(Stored data entries)
---------------
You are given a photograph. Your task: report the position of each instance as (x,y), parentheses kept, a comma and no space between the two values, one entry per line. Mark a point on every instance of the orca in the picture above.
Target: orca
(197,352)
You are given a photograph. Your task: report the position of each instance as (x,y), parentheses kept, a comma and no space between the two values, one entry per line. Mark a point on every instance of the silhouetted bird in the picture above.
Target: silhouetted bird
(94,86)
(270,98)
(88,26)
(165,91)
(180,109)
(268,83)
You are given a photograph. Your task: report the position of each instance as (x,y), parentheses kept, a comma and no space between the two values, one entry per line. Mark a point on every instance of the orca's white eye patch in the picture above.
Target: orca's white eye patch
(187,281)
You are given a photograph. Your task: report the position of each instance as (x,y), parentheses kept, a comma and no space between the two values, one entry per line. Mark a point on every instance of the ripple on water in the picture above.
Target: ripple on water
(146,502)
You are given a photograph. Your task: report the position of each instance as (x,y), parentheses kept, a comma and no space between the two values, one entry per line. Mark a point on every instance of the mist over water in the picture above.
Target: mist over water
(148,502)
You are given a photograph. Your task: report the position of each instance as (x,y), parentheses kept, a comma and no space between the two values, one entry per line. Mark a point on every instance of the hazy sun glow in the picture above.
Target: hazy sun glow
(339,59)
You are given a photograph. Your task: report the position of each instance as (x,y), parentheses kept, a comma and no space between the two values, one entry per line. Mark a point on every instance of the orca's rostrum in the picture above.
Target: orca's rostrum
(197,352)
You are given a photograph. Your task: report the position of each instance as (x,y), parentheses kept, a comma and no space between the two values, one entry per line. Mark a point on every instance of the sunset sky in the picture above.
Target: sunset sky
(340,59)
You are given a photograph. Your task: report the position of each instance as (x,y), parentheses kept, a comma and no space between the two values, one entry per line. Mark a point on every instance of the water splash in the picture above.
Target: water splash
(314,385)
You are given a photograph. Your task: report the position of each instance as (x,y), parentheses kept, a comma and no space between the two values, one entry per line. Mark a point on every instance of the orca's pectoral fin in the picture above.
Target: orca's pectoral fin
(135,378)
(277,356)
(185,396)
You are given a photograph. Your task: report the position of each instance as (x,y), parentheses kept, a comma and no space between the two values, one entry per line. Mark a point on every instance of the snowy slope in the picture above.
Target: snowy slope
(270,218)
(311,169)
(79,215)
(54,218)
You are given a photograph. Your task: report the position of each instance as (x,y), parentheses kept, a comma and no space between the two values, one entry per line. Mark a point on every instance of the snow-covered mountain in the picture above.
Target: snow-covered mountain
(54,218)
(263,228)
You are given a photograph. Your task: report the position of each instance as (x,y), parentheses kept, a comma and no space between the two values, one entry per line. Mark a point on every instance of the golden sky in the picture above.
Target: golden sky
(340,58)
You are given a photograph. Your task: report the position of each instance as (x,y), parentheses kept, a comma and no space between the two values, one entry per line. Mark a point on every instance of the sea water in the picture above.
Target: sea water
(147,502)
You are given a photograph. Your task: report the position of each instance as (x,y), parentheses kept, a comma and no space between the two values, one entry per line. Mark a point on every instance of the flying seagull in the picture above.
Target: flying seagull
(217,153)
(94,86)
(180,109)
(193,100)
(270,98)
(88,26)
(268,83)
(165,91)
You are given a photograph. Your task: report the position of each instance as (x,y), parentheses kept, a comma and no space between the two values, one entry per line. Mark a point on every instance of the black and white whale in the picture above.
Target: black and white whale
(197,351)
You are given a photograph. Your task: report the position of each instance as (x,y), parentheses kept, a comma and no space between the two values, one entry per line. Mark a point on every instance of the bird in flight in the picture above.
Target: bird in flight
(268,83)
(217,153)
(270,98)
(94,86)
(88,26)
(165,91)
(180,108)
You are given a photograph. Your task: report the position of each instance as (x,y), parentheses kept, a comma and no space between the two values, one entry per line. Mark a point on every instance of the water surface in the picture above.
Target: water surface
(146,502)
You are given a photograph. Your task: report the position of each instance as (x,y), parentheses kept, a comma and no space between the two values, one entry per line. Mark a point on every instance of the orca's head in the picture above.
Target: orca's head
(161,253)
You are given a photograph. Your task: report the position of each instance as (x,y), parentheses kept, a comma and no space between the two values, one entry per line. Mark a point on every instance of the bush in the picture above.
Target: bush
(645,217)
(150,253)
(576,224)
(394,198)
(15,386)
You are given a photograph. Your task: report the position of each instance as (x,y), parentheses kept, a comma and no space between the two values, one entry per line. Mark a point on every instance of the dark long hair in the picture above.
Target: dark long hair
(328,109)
---------------
_How to complete this task:_
Every entry above must be copied exactly.

_Solution for this problem:_
You are given a photograph. Your task: report the position of each instance as (x,y), parentheses kept, a comma and no space between the two values, one entry per line. Mark a point on every instance of the orca in the picture above.
Target: orca
(197,352)
You are given a photograph. Your task: report the position of each instance as (x,y), parentheses kept, a comma and no space between the two values, one entry per line. Mark a point on every instance of the silhouetted bird in the picture above.
Target: silhouetted bird
(94,86)
(270,98)
(88,26)
(165,91)
(180,109)
(268,83)
You are given a photograph. Your task: report the position of each instance as (x,y), parentheses kept, a comma and no space between the two values, one entry per line. Mark a point on every instance of the orca's white eye patch in the picture above.
Target: orca's white eye patch
(187,281)
You are given a photograph. Your task: report the position of each instance as (x,y), parentheses kept, a comma and no space between the two values, one entry per line. Mark a point on every instance of the ripple on water in the picture above.
Target: ripple on water
(146,502)
You are given a photograph. Your task: report the position of each instance as (x,y), parentheses kept, a comma and no space between the two values, one entry per line. Mark a point on every instance of the mist over water in the picture above.
Target: mist over water
(148,502)
You are given a photograph. Your task: report the position of each instance as (x,y), parentheses kept, a comma and no space between the two values, one entry per line. Mark a point on every instance of the hazy sun glow in the picture above.
Target: hazy sun glow
(339,59)
You are given a photograph. Your task: report the position of each instance as (x,y), parentheses kept, a comma and no space between the two values, one entry per line. Mark a point on every instance of the orca's rostrum in the picture above.
Target: orca's rostrum
(197,352)
You are given a photograph. Your task: report the position of each instance as (x,y), parentheses kept, a comma and no space between the two values, one entry per line. Mark a point on every instance of the sunset sky in the picture above.
Target: sunset sky
(340,59)
You are given a photograph. Your task: report the position of each instance as (x,y), parentheses kept, a comma and no space between the two values, one entry per line. Mark a point on every instance of the water splash in the picture above.
Target: water splash
(314,385)
You are given a photograph. Your task: report the position of each instance as (x,y), parentheses kept, a comma and no space between the two values, one entry per line. Mark a point on every instance of the orca's pectoral fin in the picture above.
Target: orca's pectoral fin
(135,378)
(277,356)
(185,396)
You are given a photograph. Your task: report the position of each instance as (x,y), parentheses kept, a comma and no space between the two values, one entry per line. Mark a point on every instance of the snowy slope in the picture above.
Target: snowy slope
(270,218)
(311,169)
(79,215)
(54,218)
You are given a photograph. Your task: report the position of each instance as (x,y), parentheses kept, a comma and no space between the two values, one entry per line. Mark a point on every instance of the snow-covered mountain in the picture above.
Target: snow-covered mountain
(54,218)
(263,228)
You are given a photograph. Your task: report the position of each instance as (x,y), parentheses kept, a comma and no space between the two values, one entry per line. Mark a point on every instance of the golden sky in the picture above.
Target: golden sky
(340,58)
You are given a photograph. Your task: report the position of each instance as (x,y), parentheses kept, a comma and no space between the two values, one entry per line. Mark a point on every instance of the sea water in the picture above.
Target: sea water
(147,502)
You are given a photograph. Your task: report the position of each instance as (x,y), parentheses kept, a comma and no space between the two values, one entry per line. Mark a point on every instance of the flying seagull in the picture above.
Target: flying seagull
(217,153)
(94,86)
(180,109)
(193,100)
(270,98)
(88,26)
(268,83)
(165,91)
You are given a photograph. Your task: report the position of each instance as (x,y), parentheses kept, a comma and no space between the two values, one entry per line. Mark a point on every instance of the black and white whale in the picture above.
Target: black and white whale
(197,351)
You are given a photograph. Your task: report the position of each instance as (x,y), parentheses kept, a comma and no space between the two values, one entry per line. Mark a point on every instance of the bird in flight in the picture above.
Target: bird in flight
(268,83)
(217,153)
(270,98)
(94,86)
(88,26)
(165,91)
(180,108)
You are given a photograph. Your task: report the position of each instance as (x,y), parentheses kept, a comma and no space between the two values, one entry per line. Mark a point on every instance of the water surface in the picture above.
Target: water surface
(146,502)
You are given a photograph. Your task: report the position of each instance as (x,y), parentheses kept, a comma and no space between the two values, one entry per line. Mark a point on every instance of the orca's head in the picture above.
Target: orca's head
(161,253)
You are given a photograph. Your task: report the position of each instance as (x,y), parentheses kept, a comma and no space between the two values, one entry per line. Mark a point on every instance of the bush in the picture above.
Target: bush
(645,217)
(150,253)
(576,224)
(394,198)
(15,386)
You are given a photograph. Your task: report the position of each instance as (x,y), parentheses kept, a comma and no space between the two values, one entry per line. Mark a point on every instance of the dark long hair in the picture above.
Target: dark long hair
(328,109)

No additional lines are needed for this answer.